Copy every line of the records below word for word, leaving out the pictures.

___ The data

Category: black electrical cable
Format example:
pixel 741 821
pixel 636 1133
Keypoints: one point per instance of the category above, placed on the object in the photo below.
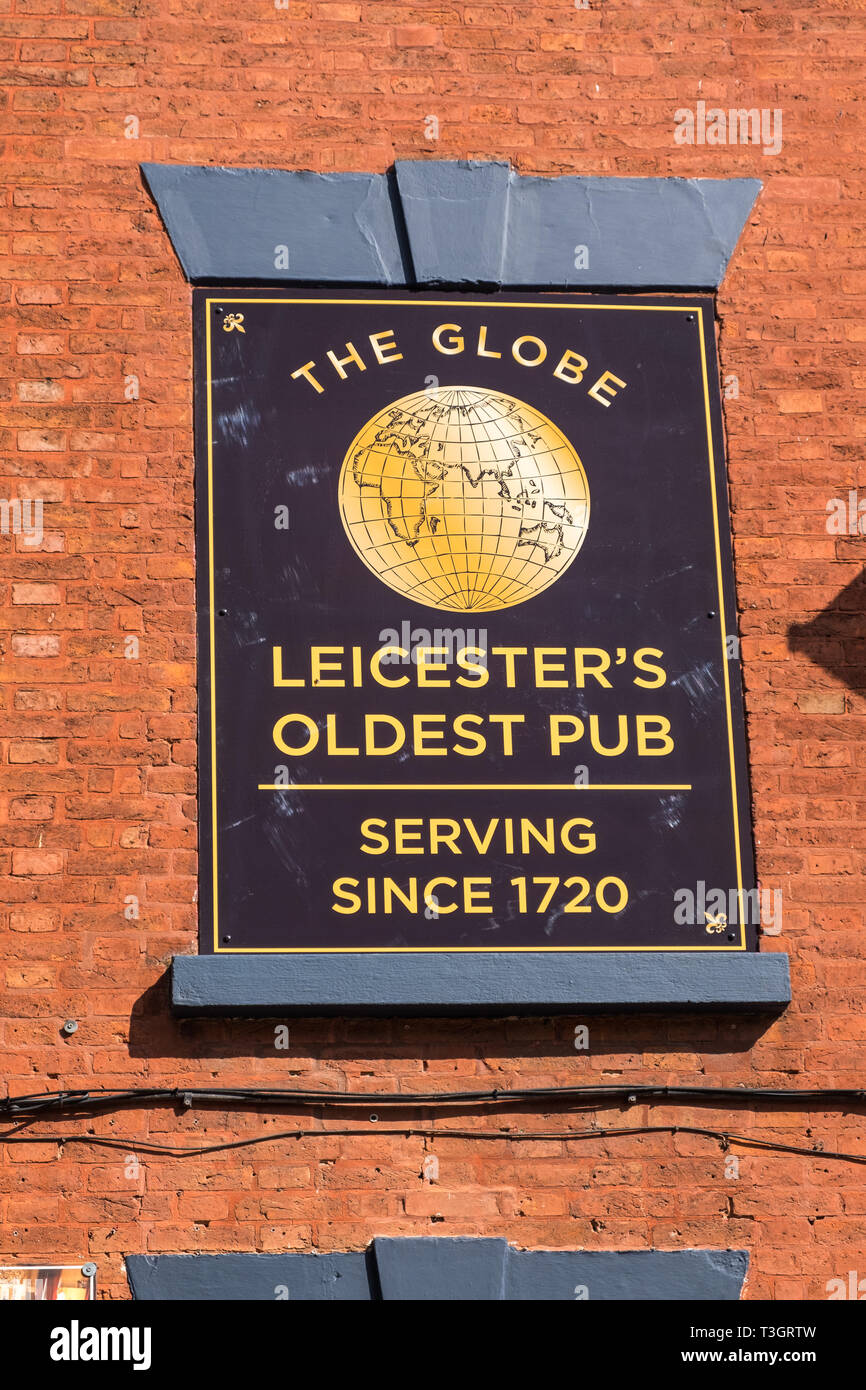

______

#### Solution to this task:
Category: black electrical cable
Format example:
pixel 741 821
pixel 636 1133
Keypoints: one point per instance of the category above, placed on the object in the photo below.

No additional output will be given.